**Exercise**
Rewrite every entry below, putting "locate" wherever "point" stands and keeping all other text the same.

**Listed entries**
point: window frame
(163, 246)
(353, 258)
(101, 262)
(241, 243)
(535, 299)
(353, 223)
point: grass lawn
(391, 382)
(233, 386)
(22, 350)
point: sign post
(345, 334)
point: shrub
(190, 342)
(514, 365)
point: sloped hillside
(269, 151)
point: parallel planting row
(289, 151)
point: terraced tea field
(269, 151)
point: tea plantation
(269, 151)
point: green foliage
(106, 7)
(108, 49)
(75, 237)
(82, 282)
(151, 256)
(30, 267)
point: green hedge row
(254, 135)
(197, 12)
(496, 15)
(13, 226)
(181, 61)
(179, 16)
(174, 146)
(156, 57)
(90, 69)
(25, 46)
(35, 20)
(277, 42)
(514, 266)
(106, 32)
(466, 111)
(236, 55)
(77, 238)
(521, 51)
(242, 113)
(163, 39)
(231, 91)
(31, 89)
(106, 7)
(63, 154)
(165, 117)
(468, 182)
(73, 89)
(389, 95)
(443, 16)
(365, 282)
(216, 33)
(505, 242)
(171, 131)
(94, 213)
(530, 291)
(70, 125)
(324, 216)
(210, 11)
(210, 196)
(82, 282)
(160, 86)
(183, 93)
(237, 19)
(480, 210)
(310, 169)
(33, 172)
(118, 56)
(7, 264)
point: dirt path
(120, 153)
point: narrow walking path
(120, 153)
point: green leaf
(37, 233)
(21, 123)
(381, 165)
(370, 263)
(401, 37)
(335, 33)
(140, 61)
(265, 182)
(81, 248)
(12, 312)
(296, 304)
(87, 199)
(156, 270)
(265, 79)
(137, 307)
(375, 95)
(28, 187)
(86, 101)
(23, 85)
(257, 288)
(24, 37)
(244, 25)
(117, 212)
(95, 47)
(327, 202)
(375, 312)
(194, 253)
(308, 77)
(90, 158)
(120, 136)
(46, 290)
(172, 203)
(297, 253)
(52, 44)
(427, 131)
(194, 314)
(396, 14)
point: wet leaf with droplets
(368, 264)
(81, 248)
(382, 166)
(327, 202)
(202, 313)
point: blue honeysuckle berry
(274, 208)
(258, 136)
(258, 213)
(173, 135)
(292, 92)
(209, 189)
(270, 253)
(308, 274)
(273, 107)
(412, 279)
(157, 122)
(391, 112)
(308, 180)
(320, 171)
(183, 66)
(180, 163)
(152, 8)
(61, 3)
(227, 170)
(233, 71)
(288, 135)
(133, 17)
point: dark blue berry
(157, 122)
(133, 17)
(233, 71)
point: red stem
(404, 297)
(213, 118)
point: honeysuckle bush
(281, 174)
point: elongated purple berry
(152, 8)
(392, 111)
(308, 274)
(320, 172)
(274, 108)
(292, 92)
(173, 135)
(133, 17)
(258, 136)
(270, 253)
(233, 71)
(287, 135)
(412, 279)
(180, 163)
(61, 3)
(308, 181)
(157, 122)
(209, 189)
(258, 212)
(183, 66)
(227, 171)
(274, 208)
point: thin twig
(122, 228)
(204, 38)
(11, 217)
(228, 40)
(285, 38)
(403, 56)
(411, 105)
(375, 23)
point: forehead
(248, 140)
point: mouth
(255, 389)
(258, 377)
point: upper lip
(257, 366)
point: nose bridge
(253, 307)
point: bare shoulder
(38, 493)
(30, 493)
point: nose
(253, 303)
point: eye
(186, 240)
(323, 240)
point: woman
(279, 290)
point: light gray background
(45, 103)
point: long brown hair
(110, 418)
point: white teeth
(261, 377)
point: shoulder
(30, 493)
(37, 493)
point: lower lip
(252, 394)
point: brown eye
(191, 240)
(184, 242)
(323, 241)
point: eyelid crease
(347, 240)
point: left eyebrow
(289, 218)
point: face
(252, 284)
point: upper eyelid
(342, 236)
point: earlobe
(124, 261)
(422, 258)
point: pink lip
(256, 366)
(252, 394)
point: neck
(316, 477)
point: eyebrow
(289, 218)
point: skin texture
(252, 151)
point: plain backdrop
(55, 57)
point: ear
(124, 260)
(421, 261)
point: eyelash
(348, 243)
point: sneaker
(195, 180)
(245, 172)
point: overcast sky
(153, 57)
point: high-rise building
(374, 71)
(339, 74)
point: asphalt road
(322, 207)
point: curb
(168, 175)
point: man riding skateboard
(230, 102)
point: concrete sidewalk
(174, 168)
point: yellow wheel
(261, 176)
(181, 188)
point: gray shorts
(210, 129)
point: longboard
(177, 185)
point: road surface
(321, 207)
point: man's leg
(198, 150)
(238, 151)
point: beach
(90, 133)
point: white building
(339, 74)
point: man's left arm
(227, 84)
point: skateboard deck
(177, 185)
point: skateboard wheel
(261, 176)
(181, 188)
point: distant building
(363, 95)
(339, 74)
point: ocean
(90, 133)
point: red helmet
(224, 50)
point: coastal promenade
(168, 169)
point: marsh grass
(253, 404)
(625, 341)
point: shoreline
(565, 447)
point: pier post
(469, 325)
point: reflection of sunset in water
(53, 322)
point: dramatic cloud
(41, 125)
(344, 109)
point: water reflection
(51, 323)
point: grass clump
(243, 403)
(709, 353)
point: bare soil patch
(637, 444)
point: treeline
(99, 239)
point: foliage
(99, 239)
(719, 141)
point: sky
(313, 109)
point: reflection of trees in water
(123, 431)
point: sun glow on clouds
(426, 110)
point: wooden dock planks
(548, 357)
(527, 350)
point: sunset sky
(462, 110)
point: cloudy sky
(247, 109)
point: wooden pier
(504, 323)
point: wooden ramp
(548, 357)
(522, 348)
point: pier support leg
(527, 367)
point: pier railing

**Response to this task**
locate: window frame
(163, 246)
(353, 258)
(101, 262)
(241, 243)
(535, 299)
(353, 223)
locate: grass lawn
(391, 382)
(233, 386)
(22, 350)
locate: sign post
(345, 334)
locate: shrub
(190, 342)
(514, 365)
locate: sloped hillside
(269, 151)
locate: parallel planting row
(289, 151)
locate: terraced tea field
(269, 151)
locate: tea plantation
(269, 151)
locate: green foliage
(106, 7)
(108, 49)
(75, 237)
(82, 282)
(151, 256)
(30, 267)
locate: green hedge row
(254, 135)
(197, 12)
(496, 15)
(13, 226)
(181, 61)
(179, 16)
(174, 146)
(156, 57)
(90, 69)
(25, 46)
(35, 20)
(277, 42)
(514, 266)
(106, 32)
(466, 111)
(236, 55)
(77, 238)
(521, 51)
(242, 113)
(163, 39)
(231, 91)
(31, 89)
(106, 7)
(63, 154)
(165, 117)
(468, 182)
(73, 89)
(389, 95)
(443, 16)
(365, 282)
(216, 33)
(505, 242)
(171, 131)
(94, 213)
(530, 291)
(70, 125)
(324, 216)
(210, 11)
(210, 196)
(82, 282)
(160, 86)
(183, 93)
(237, 19)
(480, 210)
(310, 169)
(33, 172)
(118, 56)
(7, 264)
locate: dirt path
(120, 153)
locate: narrow walking path
(120, 153)
locate: green leaf
(37, 233)
(21, 123)
(381, 165)
(370, 263)
(401, 37)
(335, 33)
(140, 61)
(265, 182)
(81, 248)
(12, 312)
(296, 304)
(87, 199)
(156, 270)
(265, 79)
(137, 307)
(375, 95)
(28, 187)
(86, 101)
(23, 85)
(257, 288)
(24, 37)
(244, 25)
(117, 212)
(95, 47)
(327, 202)
(375, 312)
(194, 253)
(308, 77)
(90, 158)
(120, 136)
(46, 290)
(172, 203)
(297, 253)
(52, 44)
(427, 131)
(194, 314)
(396, 14)
locate: wet leaf with droplets
(368, 264)
(81, 248)
(382, 166)
(327, 202)
(202, 313)
locate: blue honeysuckle berry
(274, 208)
(258, 136)
(258, 213)
(173, 135)
(292, 92)
(209, 189)
(270, 253)
(308, 274)
(273, 107)
(412, 279)
(157, 122)
(391, 112)
(308, 180)
(320, 171)
(183, 66)
(180, 163)
(152, 8)
(61, 3)
(227, 170)
(233, 71)
(288, 135)
(133, 17)
locate: dark blue berry
(157, 122)
(133, 17)
(233, 71)
locate: red stem
(404, 297)
(213, 118)
locate: honeysuckle bush
(281, 174)
locate: elongated purple berry
(152, 8)
(392, 111)
(308, 274)
(320, 172)
(274, 108)
(292, 92)
(173, 135)
(133, 17)
(258, 136)
(270, 253)
(233, 71)
(287, 135)
(412, 279)
(180, 163)
(61, 3)
(308, 181)
(157, 122)
(209, 189)
(258, 212)
(183, 66)
(227, 171)
(274, 208)
locate: thin twig
(122, 228)
(204, 38)
(11, 217)
(228, 40)
(285, 38)
(403, 56)
(411, 105)
(375, 23)
locate: forehead
(248, 140)
locate: mouth
(255, 389)
(258, 377)
locate: upper lip
(257, 366)
locate: nose bridge
(253, 307)
locate: bare shoulder
(38, 493)
(30, 493)
locate: nose
(253, 303)
locate: eye
(186, 240)
(323, 240)
locate: woman
(279, 290)
locate: light gray background
(45, 103)
locate: long brown hair
(110, 418)
locate: white teeth
(261, 377)
locate: shoulder
(30, 493)
(37, 493)
locate: lower lip
(252, 394)
locate: brown eye
(191, 240)
(184, 242)
(323, 241)
locate: eyelid crease
(347, 240)
locate: left eyebrow
(289, 218)
locate: face
(252, 284)
locate: upper eyelid
(342, 236)
locate: earlobe
(124, 261)
(422, 258)
locate: pink lip
(256, 366)
(252, 394)
locate: neck
(316, 477)
locate: eyebrow
(289, 218)
locate: skin texture
(252, 151)
locate: plain backdrop
(55, 57)
locate: ear
(124, 260)
(421, 261)
locate: eyelash
(348, 243)
locate: sneaker
(195, 180)
(245, 172)
locate: overcast sky
(153, 57)
locate: high-rise building
(374, 71)
(339, 74)
locate: asphalt road
(322, 207)
locate: curb
(168, 175)
locate: man riding skateboard
(230, 102)
locate: concrete sidewalk
(174, 168)
locate: yellow wheel
(261, 176)
(181, 188)
locate: gray shorts
(210, 129)
locate: longboard
(177, 185)
locate: road surface
(321, 207)
locate: man's leg
(198, 150)
(238, 151)
locate: beach
(90, 133)
locate: white building
(339, 74)
locate: man's left arm
(227, 84)
locate: skateboard deck
(177, 185)
locate: skateboard wheel
(261, 176)
(181, 188)
locate: distant building
(363, 95)
(339, 74)
locate: ocean
(90, 133)
locate: red helmet
(224, 50)
locate: coastal promenade
(168, 169)
locate: marsh grass
(253, 404)
(625, 341)
locate: shoreline
(565, 447)
locate: pier post
(469, 325)
locate: reflection of sunset in water
(53, 322)
locate: dramatic cloud
(41, 125)
(344, 109)
locate: water reflection
(51, 323)
locate: grass clump
(243, 403)
(709, 353)
locate: bare soil patch
(637, 444)
locate: treeline
(99, 239)
locate: foliage
(99, 239)
(719, 141)
locate: sky
(313, 109)
locate: reflection of trees in water
(123, 431)
locate: sun glow on clouds
(426, 110)
locate: wooden dock planks
(548, 357)
(527, 350)
locate: sunset sky
(462, 110)
locate: cloudy sky
(247, 109)
locate: wooden pier
(504, 323)
locate: wooden ramp
(548, 357)
(522, 348)
locate: pier support leg
(527, 367)
locate: pier railing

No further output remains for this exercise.